## Schriftliche Aufgabe A
Führen Sie jede Zeile der Einträge auf, in der die Zeichenfolge „instance“ vorkommt. Groß- und Kleinschreibung sind dabei zu beachten.

## Dokument
|---|
Im Wagon waren ungefähr 40 Menschen und die Kinder setzten sich auf den Haufen der aus dem Gepäck entstand. „Kurz vor der Grenze da haben sie die weißen N aus dem Zug geschmissen... das haben sie alle gemacht.“
Als sie ankamen wurden sie von den US-Soldaten entlaust mit DDT-Pulver. Sie kamen nach Neumarkt in der Oberpfalz und die Stadt war ein Schutthaufen. Etwa 90 % der Altstadt war ausbombardiert. „Als wir den Wagon abgekoppelt haben, dann standen wir dort in Neumarkt auf dem Güterbahnhof, da war alles kaputt. Da war kurz vorher noch ein Fliegerangriff.“ Die ungarische SS war in der Stadt stationiert, darum kam es zu so einer Verwüstung.
Zuerst kamen sie in ein Flüchtlingslager, wo sie bis November 1946 waren. Dann wurden sie in die nahegelegenen Dörfer verteilt. Frau Zimmermann mit ihren Söhnen kam in eine Wohnung im Dorf Haslach.
|---|
(Umrissdaten benannter Bereiche)
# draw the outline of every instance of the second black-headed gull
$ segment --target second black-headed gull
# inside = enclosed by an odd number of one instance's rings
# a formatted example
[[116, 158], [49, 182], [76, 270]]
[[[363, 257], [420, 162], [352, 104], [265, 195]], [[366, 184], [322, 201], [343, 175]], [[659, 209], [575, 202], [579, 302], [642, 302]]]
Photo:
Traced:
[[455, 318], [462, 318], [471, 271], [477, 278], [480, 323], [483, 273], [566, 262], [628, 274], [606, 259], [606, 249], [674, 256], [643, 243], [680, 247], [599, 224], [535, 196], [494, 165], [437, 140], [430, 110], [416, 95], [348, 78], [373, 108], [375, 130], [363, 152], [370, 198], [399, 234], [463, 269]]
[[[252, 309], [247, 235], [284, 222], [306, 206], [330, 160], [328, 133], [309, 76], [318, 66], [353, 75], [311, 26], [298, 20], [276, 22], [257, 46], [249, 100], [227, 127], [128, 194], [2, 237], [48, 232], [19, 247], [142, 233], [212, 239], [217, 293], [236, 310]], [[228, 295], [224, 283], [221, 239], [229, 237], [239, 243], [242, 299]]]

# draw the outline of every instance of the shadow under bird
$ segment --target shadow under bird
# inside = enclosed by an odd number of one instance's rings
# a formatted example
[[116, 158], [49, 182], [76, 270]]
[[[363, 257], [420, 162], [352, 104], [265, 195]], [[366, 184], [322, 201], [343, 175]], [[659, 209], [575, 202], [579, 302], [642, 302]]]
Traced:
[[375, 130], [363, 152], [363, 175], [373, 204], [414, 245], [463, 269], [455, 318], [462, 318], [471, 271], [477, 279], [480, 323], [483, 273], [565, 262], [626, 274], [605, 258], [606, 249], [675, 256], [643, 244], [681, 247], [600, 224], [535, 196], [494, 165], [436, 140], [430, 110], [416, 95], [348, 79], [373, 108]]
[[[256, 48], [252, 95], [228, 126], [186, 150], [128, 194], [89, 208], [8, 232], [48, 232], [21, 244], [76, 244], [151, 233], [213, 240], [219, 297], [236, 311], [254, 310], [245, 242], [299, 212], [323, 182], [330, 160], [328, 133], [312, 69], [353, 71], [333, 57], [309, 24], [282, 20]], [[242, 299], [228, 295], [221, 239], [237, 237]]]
|---|
## Schriftliche Aufgabe B
Schreiben Sie den Bericht über die Flucht und die Ankunft in der Oberpfalz nach seinem letzten Satz weiter.

## Lösung der Aufgabe A
# draw the outline of every instance of the second black-headed gull
# inside = enclosed by an odd number of one instance's rings
# draw the outline of every instance of the shadow under bird
# inside = enclosed by an odd number of one instance's rings

## Lösung der Aufgabe B
Wieder in der Schule
In dem Dorf fing Werner wieder an in die Schule zu gehen. Er ist vom Mai 1945 bis November 1946 nicht gegangen. Es hat ihn überrascht, dass die Mitschüler in Haslach nicht fliesend Lesen konnten. Das Bildungswesen war in der Zeit in Bayern nicht optimal. Die Lehrerin war auch überbelastet, sie kümmerte sich um die Kirchenmusik und hat die Lebensmittelmarken den Haslachern verteilt.
Auch wenn er schon in der alten Heimat ins Gymnasium angemeldet war. In Deutschland waren seine Chance auf eine bessere Schule bestrenkt. Die Familie hatte niemanden gekannt und wenn der Vater am Leben wäre, hätte er mehr Möglichkeiten, weil er sicher im Schulwessen arbeiten würde.
Als Werner 18 Jahre alt war fing er an Maschinenbauer zu lernen. Er hat beim Trafo bau geschweißt und es kamen Gesundheitsprobleme. Schon als 32 Jährige hatte er Kreislaufprobleme, darum fing er im Jahr 1968 an in der Sparkasse zu arbeiten und über die Verwaltung-Schule konnte er Bankkaufmann nachmachen. Zwei Jahre hat er einen Kurz neben der Arbeit gemacht, denn er dann mit erfolgreichen Prüfungen beschlossen hat. Dort arbeitete er bis in die Rente im Jahr 1998.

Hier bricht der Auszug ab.